* **Task prompt**: Lay out the material below as a Markdown table with the columns Row and Line, starting at its first line and stopping after the line that contains "M 122 187 L". Leave out blank lines.

* **Rows**:

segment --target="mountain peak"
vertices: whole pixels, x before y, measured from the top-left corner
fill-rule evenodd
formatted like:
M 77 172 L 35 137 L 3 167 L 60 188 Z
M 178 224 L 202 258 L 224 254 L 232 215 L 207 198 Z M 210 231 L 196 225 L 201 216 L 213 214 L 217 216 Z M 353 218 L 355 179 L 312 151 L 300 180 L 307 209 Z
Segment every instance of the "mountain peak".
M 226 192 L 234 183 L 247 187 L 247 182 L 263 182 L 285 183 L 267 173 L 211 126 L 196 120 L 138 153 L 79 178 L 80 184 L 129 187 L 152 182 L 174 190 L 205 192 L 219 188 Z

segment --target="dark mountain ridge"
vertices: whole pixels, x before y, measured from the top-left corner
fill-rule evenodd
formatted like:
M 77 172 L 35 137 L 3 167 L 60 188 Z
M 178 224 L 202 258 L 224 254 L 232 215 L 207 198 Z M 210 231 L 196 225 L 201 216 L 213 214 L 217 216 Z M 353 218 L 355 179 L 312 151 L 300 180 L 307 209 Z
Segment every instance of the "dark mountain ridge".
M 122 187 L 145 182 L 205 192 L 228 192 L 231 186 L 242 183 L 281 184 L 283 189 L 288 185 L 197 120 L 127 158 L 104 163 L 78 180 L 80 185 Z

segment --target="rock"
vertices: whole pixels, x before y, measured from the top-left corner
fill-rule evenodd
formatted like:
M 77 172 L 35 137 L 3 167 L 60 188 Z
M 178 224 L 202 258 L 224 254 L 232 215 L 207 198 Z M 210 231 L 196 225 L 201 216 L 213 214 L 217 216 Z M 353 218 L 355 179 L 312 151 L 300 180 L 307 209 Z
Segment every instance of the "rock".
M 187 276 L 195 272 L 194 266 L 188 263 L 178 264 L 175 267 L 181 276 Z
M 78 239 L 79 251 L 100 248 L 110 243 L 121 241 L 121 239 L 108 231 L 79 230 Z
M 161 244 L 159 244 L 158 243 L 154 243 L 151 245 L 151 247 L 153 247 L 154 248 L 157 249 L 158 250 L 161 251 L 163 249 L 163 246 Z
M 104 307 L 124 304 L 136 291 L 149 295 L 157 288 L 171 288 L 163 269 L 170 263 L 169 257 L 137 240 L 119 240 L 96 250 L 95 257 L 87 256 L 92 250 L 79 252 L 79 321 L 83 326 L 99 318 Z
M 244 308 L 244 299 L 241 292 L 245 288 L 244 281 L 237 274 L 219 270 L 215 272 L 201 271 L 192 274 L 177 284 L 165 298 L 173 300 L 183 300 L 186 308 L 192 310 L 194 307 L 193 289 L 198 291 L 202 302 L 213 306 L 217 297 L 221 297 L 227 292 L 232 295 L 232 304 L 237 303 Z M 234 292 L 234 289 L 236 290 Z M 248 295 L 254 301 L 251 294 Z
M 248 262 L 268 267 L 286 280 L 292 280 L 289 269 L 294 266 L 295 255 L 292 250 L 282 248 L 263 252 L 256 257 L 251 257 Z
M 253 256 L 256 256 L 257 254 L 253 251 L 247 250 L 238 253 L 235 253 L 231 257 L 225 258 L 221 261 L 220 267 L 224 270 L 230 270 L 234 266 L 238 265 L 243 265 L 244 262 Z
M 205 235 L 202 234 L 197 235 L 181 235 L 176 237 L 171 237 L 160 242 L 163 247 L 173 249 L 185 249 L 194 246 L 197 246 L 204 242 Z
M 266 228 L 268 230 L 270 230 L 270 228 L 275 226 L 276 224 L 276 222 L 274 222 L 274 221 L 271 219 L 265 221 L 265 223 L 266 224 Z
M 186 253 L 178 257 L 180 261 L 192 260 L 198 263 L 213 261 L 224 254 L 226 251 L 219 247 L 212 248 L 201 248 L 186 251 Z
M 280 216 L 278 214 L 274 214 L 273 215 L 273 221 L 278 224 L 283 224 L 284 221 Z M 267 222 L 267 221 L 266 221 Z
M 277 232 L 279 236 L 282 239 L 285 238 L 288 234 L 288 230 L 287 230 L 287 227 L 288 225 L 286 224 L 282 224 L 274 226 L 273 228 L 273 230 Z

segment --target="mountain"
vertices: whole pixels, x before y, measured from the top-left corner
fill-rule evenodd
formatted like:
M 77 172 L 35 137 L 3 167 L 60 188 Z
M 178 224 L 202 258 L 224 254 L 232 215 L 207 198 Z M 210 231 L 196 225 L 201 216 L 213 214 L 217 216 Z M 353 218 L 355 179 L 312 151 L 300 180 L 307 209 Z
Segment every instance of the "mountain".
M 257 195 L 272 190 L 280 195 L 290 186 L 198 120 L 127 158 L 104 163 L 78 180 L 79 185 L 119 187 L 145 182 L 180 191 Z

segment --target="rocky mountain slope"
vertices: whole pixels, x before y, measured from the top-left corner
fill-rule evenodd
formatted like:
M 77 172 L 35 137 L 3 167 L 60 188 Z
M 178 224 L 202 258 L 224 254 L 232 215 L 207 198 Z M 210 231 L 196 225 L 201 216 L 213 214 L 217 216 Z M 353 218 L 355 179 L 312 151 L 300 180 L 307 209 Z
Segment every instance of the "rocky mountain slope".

* **Correct result**:
| Row | Line |
|---|---|
| 1 | segment --target="mountain peak" |
| 2 | vertices: whole pixels, x before y, measured from the top-left corner |
| 3 | fill-rule evenodd |
| 4 | formatted like: |
| 5 | M 77 172 L 35 137 L 3 167 L 60 188 Z |
| 6 | M 178 224 L 202 258 L 224 254 L 232 215 L 207 198 Z M 210 231 L 196 225 L 201 216 L 213 214 L 217 216 Z M 353 218 L 355 179 L 312 151 L 300 180 L 307 209 Z |
| 7 | Segment every instance of the "mountain peak". |
| 8 | M 226 192 L 234 183 L 247 187 L 247 182 L 263 182 L 285 183 L 267 173 L 211 126 L 196 120 L 138 153 L 79 178 L 80 184 L 129 187 L 152 182 L 174 190 L 205 192 L 219 188 Z |
| 9 | segment --target="dark mountain ridge" |
| 10 | vertices: whole pixels, x before y, measured from the top-left corner |
| 11 | fill-rule evenodd |
| 12 | formatted like: |
| 13 | M 77 172 L 35 137 L 3 167 L 60 188 Z |
| 14 | M 178 224 L 202 258 L 224 254 L 232 215 L 207 198 Z M 210 231 L 196 225 L 201 216 L 213 214 L 217 216 Z M 353 218 L 355 179 L 312 151 L 300 180 L 307 209 Z |
| 15 | Segment every instance of the "dark mountain ridge". |
| 16 | M 122 187 L 145 182 L 205 192 L 228 192 L 231 186 L 242 183 L 281 184 L 283 189 L 288 185 L 197 120 L 127 158 L 104 163 L 78 180 L 80 185 Z |